_SUPPLIED RECORDS_
[Begin]

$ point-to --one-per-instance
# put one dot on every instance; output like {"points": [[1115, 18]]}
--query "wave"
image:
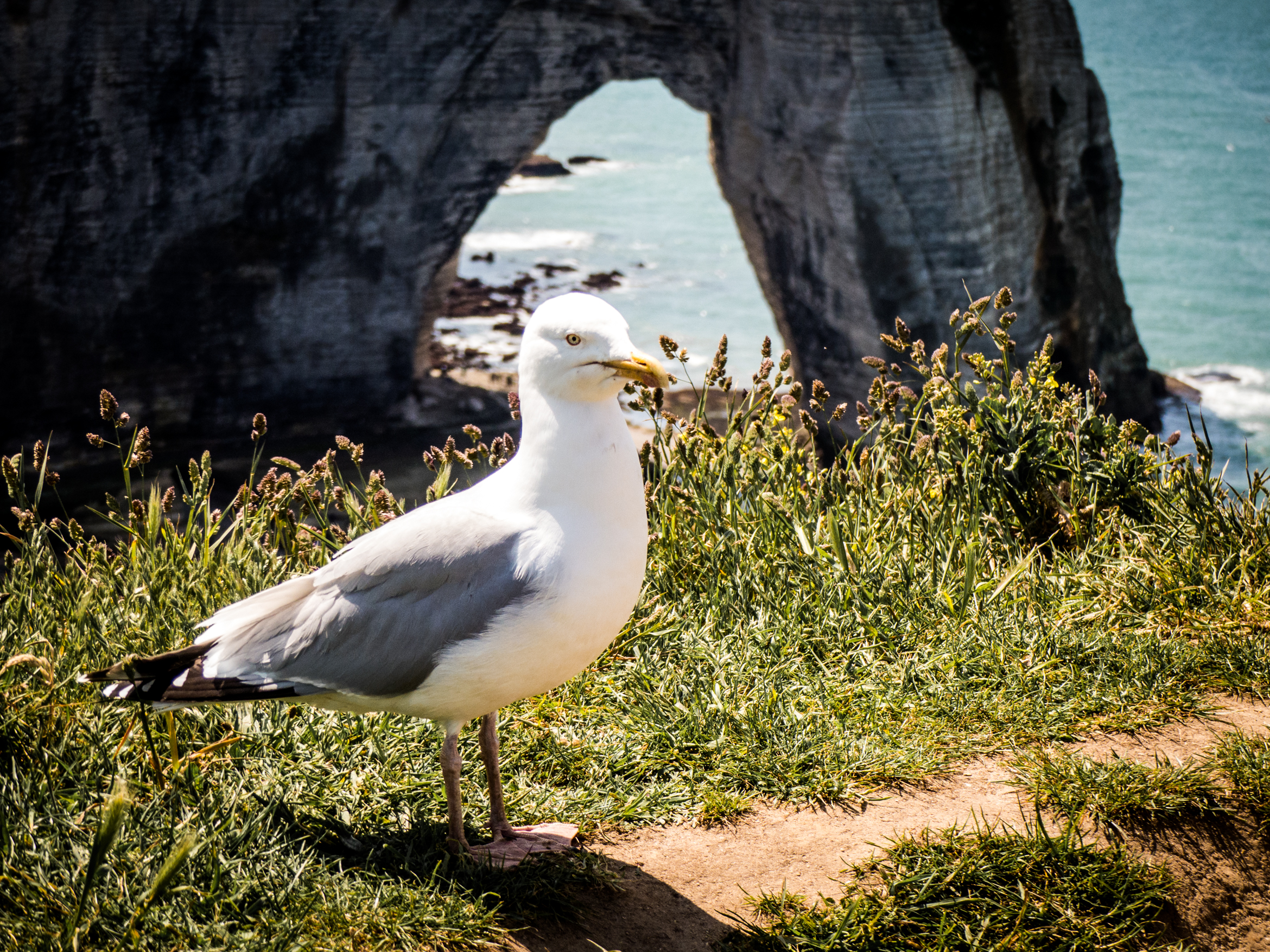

[End]
[Begin]

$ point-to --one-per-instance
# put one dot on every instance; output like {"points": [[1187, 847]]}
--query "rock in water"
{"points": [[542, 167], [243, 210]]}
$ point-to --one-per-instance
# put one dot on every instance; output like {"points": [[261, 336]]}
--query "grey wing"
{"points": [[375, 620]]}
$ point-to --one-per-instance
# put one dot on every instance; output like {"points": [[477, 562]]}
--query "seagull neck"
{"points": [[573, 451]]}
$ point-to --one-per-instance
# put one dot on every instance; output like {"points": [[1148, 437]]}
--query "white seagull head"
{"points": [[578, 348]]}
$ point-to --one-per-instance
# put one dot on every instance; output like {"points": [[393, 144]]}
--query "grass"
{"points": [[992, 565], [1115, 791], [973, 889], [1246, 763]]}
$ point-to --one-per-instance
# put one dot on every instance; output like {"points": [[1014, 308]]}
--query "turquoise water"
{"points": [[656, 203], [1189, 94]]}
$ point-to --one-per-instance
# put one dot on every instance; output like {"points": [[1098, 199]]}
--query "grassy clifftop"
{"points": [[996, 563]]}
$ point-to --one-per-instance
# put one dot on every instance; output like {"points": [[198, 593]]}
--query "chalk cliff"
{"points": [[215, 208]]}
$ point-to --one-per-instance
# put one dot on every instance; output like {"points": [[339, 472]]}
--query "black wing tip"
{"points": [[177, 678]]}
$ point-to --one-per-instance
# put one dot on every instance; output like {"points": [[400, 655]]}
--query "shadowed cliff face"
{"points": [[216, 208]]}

[End]

_THE PROBLEM_
List each line of the records above that contains the word "query".

_SOLUTION TO THE PROBLEM_
--query "wave"
--query "rock in water"
--query "grey wing"
--query "seagull neck"
--query "white seagull head"
--query "grass"
--query "turquoise water"
--query "grassy clifftop"
--query "chalk cliff"
--query "black wing tip"
--query "shadowed cliff face"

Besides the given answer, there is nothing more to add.